== PROVIDED ENTRIES

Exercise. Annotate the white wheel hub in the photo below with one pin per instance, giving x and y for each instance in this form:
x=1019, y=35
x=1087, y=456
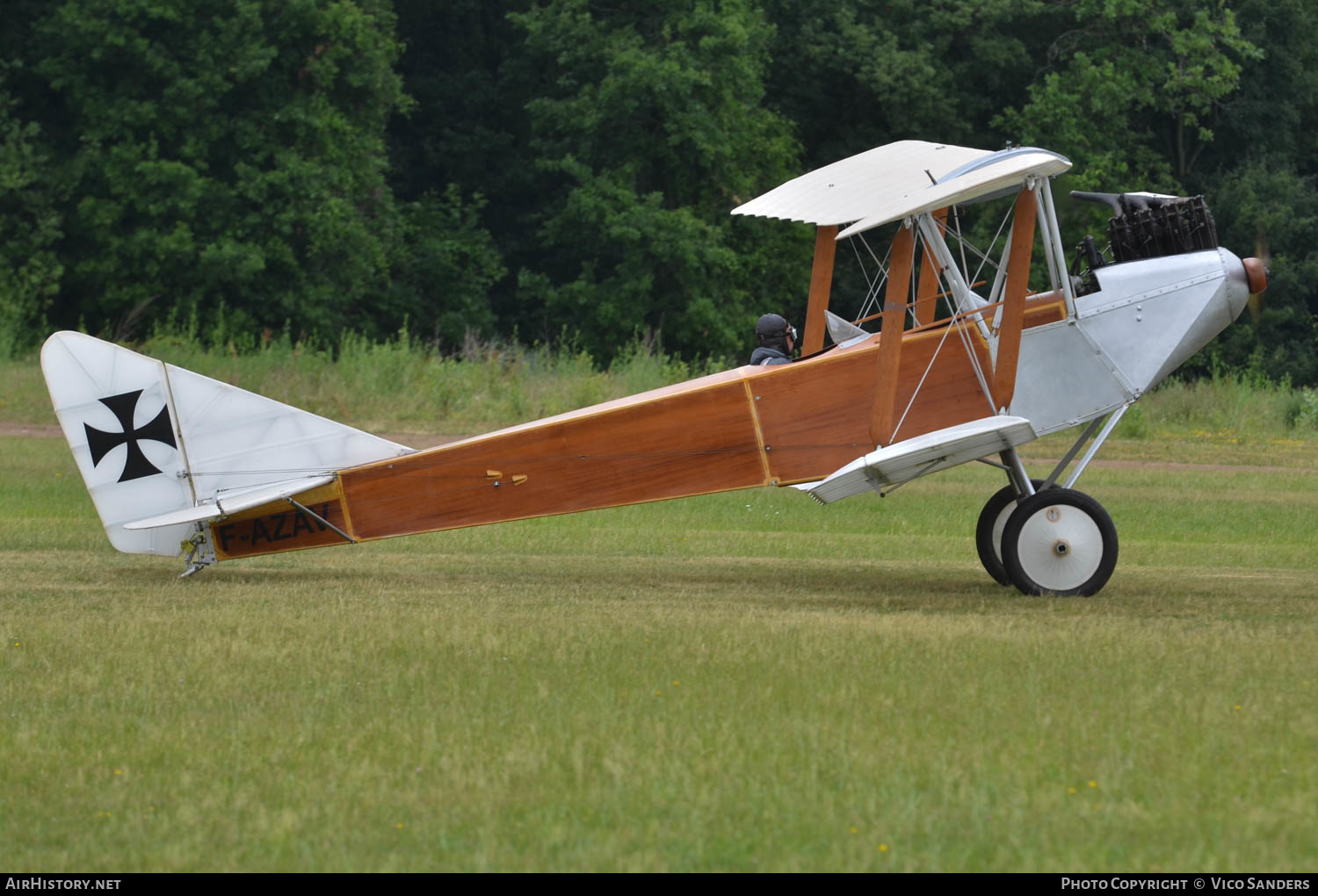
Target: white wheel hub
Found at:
x=1060, y=547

====

* [WRITTEN PROBLEM]: Omit the pictures, and quote the material above exactly as given.

* [EXPECTED ANSWER]:
Exercise. Annotate the white wheel hub in the photo below with one pin per instance, giving x and y for each instance in this form:
x=1019, y=35
x=1087, y=456
Target: white wheel hub
Found at:
x=1060, y=547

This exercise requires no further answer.